● DATASET EXCERPTS:
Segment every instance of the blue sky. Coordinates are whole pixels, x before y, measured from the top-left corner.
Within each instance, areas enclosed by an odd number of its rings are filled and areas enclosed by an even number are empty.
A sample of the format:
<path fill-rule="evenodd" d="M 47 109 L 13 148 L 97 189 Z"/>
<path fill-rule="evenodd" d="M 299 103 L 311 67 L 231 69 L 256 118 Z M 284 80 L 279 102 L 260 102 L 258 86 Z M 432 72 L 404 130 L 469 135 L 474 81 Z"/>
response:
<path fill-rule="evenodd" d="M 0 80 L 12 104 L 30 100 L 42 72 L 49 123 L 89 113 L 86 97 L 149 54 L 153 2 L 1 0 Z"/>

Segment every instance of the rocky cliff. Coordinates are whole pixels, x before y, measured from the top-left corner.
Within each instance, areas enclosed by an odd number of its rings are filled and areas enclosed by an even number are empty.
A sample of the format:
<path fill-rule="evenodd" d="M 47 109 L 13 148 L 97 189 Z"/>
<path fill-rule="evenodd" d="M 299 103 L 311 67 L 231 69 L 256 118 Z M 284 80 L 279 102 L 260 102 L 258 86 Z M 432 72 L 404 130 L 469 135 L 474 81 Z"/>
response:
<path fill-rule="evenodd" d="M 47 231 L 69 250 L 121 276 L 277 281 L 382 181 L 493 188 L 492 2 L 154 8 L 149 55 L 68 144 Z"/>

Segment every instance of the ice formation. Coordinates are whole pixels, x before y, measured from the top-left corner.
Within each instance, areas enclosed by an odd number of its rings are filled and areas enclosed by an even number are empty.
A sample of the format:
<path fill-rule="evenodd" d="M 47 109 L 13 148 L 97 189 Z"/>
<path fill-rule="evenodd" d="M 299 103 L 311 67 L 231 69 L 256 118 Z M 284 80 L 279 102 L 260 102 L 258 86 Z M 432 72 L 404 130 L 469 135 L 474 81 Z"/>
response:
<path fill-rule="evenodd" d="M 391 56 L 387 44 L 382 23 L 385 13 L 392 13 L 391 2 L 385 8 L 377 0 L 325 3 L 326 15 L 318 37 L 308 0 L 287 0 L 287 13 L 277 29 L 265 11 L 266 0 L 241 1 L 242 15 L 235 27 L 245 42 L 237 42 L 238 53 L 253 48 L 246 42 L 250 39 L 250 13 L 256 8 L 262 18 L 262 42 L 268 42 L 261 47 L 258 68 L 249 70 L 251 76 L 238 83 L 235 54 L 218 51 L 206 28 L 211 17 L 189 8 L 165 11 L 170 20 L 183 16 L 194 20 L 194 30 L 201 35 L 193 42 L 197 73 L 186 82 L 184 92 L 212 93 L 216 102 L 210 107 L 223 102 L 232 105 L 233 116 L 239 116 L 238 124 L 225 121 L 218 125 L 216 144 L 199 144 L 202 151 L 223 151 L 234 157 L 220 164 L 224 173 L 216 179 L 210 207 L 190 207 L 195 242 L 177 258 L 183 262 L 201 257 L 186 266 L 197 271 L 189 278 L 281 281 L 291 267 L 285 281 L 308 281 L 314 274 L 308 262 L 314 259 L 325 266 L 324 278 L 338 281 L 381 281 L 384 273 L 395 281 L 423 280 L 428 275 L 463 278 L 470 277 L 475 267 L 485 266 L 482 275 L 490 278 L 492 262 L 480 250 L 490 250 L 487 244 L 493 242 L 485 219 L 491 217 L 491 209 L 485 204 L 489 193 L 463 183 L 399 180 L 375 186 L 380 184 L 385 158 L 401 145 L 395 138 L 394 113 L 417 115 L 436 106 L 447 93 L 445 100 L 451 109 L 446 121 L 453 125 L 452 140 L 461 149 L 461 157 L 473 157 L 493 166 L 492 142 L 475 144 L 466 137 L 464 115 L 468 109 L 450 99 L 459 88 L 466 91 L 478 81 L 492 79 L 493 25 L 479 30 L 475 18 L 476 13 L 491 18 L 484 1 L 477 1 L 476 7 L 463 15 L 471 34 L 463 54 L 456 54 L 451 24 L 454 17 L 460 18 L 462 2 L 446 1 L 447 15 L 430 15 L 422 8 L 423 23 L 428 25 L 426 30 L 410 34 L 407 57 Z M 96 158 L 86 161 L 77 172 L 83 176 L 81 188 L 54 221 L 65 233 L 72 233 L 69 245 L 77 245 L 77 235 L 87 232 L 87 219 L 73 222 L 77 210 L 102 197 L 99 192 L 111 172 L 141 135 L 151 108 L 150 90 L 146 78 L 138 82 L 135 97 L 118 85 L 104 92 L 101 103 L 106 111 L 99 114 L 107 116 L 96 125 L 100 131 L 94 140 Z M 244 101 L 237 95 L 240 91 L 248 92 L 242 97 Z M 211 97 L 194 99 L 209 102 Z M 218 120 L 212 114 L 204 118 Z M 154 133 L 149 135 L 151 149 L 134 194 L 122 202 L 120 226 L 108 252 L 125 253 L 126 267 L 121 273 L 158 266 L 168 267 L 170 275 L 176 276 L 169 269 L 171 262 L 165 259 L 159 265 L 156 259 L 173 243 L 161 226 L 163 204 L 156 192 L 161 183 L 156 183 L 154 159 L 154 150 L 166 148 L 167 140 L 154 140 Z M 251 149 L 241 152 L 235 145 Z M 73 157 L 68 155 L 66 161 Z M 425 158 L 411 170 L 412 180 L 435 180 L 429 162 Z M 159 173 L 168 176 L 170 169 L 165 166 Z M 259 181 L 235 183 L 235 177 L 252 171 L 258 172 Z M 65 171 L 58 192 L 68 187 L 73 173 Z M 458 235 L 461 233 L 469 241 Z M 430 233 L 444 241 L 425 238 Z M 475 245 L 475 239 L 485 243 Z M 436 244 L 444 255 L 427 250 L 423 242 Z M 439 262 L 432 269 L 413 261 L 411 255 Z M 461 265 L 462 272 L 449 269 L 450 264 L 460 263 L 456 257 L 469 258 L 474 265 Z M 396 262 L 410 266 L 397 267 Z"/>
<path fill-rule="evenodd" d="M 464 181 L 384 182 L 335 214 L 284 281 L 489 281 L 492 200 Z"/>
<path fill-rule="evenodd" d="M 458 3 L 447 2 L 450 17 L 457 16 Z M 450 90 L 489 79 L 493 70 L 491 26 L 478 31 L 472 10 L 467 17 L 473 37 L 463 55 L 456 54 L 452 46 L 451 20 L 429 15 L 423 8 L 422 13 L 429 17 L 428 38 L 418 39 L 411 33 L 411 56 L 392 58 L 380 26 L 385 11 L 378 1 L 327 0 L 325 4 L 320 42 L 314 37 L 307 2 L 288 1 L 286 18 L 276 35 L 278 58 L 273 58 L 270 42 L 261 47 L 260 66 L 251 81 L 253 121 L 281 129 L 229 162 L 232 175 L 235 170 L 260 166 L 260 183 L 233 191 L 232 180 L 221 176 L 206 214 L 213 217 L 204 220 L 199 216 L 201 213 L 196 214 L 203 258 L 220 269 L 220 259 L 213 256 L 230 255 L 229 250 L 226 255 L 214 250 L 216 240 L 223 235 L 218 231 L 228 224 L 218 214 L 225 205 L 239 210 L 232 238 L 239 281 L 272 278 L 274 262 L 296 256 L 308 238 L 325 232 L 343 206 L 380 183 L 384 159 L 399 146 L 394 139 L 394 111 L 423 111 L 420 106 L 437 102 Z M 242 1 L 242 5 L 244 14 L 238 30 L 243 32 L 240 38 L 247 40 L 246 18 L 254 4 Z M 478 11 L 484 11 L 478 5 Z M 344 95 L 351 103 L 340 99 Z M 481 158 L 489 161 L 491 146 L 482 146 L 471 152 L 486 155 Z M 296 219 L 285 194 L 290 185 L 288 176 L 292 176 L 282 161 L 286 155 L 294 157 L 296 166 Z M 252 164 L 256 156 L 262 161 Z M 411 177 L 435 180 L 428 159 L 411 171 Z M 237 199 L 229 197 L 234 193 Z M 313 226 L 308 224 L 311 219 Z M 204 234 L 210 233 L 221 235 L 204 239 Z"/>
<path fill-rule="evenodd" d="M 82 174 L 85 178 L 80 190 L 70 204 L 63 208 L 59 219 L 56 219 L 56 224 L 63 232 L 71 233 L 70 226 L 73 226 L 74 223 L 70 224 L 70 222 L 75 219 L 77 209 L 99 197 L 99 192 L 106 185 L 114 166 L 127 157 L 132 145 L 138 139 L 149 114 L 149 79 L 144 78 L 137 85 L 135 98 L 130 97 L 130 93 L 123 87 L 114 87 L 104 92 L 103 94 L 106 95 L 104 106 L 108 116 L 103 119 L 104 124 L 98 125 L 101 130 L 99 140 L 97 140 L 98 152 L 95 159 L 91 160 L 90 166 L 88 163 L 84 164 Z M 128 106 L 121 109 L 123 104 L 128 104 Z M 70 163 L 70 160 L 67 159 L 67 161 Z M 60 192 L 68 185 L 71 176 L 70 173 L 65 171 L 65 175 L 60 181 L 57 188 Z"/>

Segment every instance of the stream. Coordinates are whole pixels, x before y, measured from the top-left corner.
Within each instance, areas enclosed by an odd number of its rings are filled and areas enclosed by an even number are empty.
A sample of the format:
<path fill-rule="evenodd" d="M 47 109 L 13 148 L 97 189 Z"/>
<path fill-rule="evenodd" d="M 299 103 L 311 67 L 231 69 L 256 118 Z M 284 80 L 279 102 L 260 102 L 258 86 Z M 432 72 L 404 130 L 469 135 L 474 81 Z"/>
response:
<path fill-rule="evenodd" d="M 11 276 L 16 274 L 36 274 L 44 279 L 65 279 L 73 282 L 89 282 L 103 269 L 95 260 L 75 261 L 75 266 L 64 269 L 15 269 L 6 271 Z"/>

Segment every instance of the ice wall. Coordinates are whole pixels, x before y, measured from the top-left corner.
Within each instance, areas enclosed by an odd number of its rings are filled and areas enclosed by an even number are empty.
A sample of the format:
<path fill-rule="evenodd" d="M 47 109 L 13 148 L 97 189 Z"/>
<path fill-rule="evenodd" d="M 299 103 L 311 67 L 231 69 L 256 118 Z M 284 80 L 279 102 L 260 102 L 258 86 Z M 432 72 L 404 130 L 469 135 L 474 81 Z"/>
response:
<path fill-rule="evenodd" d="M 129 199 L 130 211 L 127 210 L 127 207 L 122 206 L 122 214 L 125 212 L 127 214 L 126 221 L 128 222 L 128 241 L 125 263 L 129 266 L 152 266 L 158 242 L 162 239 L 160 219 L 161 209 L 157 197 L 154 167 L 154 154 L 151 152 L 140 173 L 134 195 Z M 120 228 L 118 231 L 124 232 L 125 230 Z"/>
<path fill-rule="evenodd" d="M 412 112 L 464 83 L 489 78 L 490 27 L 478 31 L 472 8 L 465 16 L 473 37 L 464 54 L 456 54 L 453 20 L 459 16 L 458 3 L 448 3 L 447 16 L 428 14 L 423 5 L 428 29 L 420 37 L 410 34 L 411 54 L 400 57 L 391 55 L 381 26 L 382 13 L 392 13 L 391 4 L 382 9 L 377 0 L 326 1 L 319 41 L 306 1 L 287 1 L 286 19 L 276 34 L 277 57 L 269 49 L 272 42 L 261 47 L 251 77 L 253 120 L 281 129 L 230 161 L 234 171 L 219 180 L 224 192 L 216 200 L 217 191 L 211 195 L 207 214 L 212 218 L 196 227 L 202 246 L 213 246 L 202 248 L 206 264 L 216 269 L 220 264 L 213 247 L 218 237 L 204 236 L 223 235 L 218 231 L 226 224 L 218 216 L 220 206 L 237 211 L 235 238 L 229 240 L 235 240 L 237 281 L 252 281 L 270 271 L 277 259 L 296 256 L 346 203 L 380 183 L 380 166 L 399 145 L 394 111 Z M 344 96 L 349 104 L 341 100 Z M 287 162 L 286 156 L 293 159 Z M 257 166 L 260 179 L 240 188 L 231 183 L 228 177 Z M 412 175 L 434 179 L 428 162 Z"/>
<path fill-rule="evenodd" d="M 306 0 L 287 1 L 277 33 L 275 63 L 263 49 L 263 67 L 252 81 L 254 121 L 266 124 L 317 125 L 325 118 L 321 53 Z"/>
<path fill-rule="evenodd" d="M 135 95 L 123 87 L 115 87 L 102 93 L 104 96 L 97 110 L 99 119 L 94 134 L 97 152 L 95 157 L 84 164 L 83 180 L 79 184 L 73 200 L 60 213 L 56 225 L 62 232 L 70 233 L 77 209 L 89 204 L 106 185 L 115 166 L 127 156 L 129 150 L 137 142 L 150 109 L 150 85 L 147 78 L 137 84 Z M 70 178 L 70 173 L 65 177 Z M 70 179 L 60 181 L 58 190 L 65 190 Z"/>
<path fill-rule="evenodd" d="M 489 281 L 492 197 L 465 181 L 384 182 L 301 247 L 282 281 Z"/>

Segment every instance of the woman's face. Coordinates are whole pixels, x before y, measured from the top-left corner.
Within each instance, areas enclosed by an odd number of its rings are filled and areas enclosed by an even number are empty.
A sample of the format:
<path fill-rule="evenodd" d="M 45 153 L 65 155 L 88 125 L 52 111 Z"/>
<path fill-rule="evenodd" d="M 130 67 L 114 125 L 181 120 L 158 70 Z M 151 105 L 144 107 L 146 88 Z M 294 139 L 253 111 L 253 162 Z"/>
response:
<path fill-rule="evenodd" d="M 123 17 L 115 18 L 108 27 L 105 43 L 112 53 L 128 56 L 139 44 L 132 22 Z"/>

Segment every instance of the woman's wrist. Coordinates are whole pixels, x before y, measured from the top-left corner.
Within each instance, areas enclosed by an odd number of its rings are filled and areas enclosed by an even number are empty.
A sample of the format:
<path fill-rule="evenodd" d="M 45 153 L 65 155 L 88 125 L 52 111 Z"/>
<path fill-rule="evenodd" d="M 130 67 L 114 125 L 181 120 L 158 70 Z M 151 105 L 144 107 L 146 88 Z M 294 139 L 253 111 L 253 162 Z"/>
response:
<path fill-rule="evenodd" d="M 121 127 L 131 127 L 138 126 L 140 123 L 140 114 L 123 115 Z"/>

● AIM OF THE TASK:
List each line of the items that contains the string "before", matching case exactly.

● RESPONSE TO THE TASK:
Segment every instance of the blue sky. Coordinates are whole pixels, x before y, measured from the top-left corner.
Segment every instance of the rocky cliff. Coordinates are whole pixels, x before y, measured from the top-left corner.
Segment every instance of the ice formation. Coordinates are whole pixels, x before y, measured from the top-left corner.
Segment every instance of the stream. Coordinates are whole pixels, x before y, measured from the top-left corner.
Segment every instance of the ice wall. Coordinates are whole pixels, x before y, measured from the top-left corner.
Segment every instance of the woman's face. Coordinates are whole pixels, x before y, measured from the top-left corner.
Segment every instance of the woman's wrist. Coordinates are whole pixels, x before y, measured from the top-left corner.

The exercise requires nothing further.